WRITTEN EXERCISE:
Reproduce the passage of the music career article starting at "It wouldn't be" and ending at "and overall predictability.".

How to Start a Music Career in 2024

How to Start a Music Career in 2024 How to Start a Music Career in 2024

Breaking into today's music industry is no simple feat. While technology has enabled more people than ever to create their own music, the industry at large has become increasingly competitive, making it challenging to secure a true career in the business.

Between identifying your unique path, managing several social media accounts, and networking with other artists and industry professionals, paving your path can get downright confusing. Fortunately, many of us at Emastered have firsthand experience when it comes to starting a sustainable career in music.

Below, we'll outline all of the important steps to transport you from music lover to having a career in this complicated yet coveted field.

Are You Sure You Want to Be in the Music Business?

It wouldn't be fair for us to sugarcoat our advice: succeeding in the music industry is no simple feat, and so you should certainly determine whether you're ready to take on that level of sacrifice.

There are plenty of other musicians and even touring artists who play in prominent music venues and create awesome songs while still holding down a day job. According to the, most musicians make between 39K and 60K a year. Musicians often work as contractor which can come with considerable sacrifices in terms of job security, healthcare benefits, and overall predictability.

In short, it's not for the faint of heart. We don't mean to discourage any budding artists, though throughout your journey you'll inevitably face doubt. If you go into your music career knowing that you'll have to make concession where other careers might not and still want to pursue the profession, you might have the tenacity needed to create a sustainable livelihood.

On the other hand, in my eyes, you can still be a "pro artist" without having music as your full-time job. In fact, unless you're a rare "overnight success" you'll likely balance several jobs alongside music for a good chunk of your career.

Just know that a music career is by no means linear and that your legitimacy as a creator is not defined by your ability to monetize something you love.

How to Start a Music Career in 7 Steps

Now that that's out of the way, here are seven strategies you can walk through to craft out your unique space within the music industry:

1. Identify What Part of the Music Industry You want to Work In

Many beginner musicians forget that there are many positions that fall under the umbrella of the music industry outside of being a performer. It's important to remember that the more coveted any particular career path may be, the more challenging it can be to break into and earn money. With that in mind, here are just a few subsectors of the music industry you might want to consider.

INFORMATION SUPPLIED:
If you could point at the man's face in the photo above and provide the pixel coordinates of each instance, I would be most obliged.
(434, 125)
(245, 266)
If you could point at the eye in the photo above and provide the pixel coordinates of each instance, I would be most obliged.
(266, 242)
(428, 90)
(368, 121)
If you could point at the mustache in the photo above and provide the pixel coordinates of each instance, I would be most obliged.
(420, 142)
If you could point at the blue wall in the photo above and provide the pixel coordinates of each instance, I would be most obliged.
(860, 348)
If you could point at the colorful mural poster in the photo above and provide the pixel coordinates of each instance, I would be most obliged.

FINISHED TASK:
It wouldn't be fair for us to sugarcoat our advice: succeeding in the music industry is no simple feat, and so you should certainly determine whether you're ready to take on that level of sacrifice.

There are plenty of other musicians and even touring artists who play in prominent music venues and create awesome songs while still holding down a day job. According to the, most musicians make between 39K and 60K a year. Musicians often work as contractor which can come with considerable sacrifices in terms of job security, healthcare benefits, and overall predictability.